◆ **Task inputs**:
****
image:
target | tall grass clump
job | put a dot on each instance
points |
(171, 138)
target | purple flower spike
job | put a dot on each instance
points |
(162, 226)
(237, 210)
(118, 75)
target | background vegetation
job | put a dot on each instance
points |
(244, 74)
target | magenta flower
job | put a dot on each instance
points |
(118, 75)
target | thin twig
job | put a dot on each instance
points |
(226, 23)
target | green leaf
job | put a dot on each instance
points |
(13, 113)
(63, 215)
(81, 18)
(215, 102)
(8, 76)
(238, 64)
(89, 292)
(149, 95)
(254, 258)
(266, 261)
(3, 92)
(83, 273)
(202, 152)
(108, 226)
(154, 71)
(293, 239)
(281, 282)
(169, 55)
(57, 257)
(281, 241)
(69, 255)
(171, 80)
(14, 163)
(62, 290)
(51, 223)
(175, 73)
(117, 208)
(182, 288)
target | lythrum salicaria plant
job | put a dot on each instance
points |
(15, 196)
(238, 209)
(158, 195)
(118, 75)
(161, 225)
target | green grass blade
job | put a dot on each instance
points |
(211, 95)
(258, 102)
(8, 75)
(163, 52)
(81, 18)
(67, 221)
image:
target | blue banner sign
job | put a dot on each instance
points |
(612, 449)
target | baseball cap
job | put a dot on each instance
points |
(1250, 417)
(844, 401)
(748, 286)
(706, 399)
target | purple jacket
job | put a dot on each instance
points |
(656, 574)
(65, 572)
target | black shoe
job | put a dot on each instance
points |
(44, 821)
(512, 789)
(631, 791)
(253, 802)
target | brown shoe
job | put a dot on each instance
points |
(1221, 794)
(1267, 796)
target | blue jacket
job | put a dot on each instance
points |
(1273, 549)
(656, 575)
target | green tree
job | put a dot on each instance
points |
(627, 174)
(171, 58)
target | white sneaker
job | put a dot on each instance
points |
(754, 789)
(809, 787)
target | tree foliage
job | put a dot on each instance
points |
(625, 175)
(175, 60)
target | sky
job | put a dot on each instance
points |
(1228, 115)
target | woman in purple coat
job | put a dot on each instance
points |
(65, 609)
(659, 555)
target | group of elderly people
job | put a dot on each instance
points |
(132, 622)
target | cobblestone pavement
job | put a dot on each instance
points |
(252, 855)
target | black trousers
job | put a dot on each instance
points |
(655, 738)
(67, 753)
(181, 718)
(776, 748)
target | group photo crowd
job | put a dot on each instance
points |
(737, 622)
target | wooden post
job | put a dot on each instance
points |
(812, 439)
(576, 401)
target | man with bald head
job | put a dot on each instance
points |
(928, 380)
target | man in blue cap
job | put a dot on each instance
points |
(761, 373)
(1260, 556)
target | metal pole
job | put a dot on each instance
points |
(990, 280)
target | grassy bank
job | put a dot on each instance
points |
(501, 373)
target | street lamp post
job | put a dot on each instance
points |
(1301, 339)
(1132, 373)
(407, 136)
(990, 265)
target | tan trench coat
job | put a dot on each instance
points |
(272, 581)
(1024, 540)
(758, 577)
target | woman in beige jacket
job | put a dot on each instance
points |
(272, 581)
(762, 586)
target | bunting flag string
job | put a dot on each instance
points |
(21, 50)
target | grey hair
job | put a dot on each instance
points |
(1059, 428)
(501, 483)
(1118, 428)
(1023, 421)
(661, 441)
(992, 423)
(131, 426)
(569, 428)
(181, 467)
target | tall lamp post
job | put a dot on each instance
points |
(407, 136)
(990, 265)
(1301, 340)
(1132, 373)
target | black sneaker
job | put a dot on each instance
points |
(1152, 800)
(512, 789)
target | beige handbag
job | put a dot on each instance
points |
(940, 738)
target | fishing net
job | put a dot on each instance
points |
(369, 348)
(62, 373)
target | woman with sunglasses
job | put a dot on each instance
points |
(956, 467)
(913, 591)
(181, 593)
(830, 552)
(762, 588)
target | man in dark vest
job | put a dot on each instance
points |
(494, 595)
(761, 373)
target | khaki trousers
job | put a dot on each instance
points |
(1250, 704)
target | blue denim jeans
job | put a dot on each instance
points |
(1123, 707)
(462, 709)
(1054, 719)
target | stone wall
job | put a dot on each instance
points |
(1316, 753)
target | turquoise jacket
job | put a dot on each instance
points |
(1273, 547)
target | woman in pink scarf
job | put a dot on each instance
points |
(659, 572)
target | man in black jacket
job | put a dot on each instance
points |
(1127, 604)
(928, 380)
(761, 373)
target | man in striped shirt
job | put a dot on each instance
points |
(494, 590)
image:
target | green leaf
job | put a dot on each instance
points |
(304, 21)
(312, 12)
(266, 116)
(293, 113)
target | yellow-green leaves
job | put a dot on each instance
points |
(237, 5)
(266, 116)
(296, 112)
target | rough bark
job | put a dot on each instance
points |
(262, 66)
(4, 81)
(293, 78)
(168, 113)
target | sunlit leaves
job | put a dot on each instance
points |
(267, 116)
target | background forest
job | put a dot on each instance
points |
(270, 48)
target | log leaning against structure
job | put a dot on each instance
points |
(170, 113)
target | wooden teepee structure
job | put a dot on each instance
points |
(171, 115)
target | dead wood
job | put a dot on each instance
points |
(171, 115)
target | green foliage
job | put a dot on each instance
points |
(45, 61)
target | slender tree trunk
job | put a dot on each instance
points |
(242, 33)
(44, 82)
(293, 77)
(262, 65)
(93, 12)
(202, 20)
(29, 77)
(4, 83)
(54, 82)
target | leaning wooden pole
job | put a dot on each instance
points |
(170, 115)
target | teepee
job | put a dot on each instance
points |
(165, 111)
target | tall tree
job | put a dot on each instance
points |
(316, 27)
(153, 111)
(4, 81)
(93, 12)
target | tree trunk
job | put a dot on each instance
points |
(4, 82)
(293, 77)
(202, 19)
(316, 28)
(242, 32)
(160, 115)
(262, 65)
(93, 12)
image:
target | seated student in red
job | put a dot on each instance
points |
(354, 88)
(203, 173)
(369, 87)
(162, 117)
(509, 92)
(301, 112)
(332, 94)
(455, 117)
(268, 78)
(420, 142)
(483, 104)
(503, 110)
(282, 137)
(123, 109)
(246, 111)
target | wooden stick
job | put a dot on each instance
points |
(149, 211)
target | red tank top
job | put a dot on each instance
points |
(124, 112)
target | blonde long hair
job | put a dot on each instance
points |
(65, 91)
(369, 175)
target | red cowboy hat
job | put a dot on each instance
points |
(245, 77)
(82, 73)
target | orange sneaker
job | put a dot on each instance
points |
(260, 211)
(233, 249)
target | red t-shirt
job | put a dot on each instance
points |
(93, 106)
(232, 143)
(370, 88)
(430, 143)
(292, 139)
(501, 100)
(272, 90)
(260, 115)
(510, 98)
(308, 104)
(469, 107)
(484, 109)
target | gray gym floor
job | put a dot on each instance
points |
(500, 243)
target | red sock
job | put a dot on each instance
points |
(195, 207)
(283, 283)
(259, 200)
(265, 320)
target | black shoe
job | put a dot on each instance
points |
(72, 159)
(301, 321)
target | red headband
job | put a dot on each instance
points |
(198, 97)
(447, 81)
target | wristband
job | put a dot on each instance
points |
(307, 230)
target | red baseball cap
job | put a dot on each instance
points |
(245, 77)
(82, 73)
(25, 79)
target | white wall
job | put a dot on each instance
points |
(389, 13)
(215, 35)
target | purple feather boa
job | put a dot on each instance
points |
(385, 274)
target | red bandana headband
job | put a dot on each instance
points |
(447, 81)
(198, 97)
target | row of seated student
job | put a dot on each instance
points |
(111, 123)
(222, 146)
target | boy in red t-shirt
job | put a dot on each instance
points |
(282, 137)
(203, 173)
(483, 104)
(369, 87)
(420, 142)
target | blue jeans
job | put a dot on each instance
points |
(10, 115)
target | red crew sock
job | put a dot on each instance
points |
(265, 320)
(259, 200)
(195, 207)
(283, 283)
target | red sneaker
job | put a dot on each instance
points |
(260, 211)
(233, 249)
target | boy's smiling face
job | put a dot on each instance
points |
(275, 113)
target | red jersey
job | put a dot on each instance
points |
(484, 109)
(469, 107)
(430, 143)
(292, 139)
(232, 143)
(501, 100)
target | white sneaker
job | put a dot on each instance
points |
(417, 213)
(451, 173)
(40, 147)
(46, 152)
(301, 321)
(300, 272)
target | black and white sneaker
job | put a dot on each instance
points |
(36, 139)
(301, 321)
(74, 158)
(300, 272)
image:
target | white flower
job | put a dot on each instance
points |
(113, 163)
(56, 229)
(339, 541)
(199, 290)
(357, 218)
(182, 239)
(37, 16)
****
◆ **Your task**:
Could you rewrite the material from the line with "target | red crew sock" up to and including its final line, changing "red jersey" to "red shirt" and leaving everything else as it is?

◆ **Task answer**:
target | red crew sock
job | put a dot on each instance
points |
(265, 320)
(259, 200)
(195, 207)
(283, 283)
target | red sneaker
job | put a dot on each instance
points |
(260, 211)
(233, 249)
target | boy's smiling face
job | put a dot on each instance
points |
(275, 113)
target | red shirt
job | put a dot on each instance
points |
(484, 109)
(469, 107)
(430, 143)
(292, 139)
(232, 143)
(501, 100)
target | white sneaker
job | put a dot on each instance
points |
(417, 213)
(451, 173)
(40, 147)
(46, 152)
(301, 321)
(300, 272)
target | black and white sneaker
job | put a dot on each instance
points |
(36, 139)
(301, 321)
(74, 158)
(300, 272)
image:
target | white flower
job | put a dot on each instance
points |
(113, 163)
(56, 229)
(339, 541)
(199, 290)
(357, 218)
(182, 239)
(37, 16)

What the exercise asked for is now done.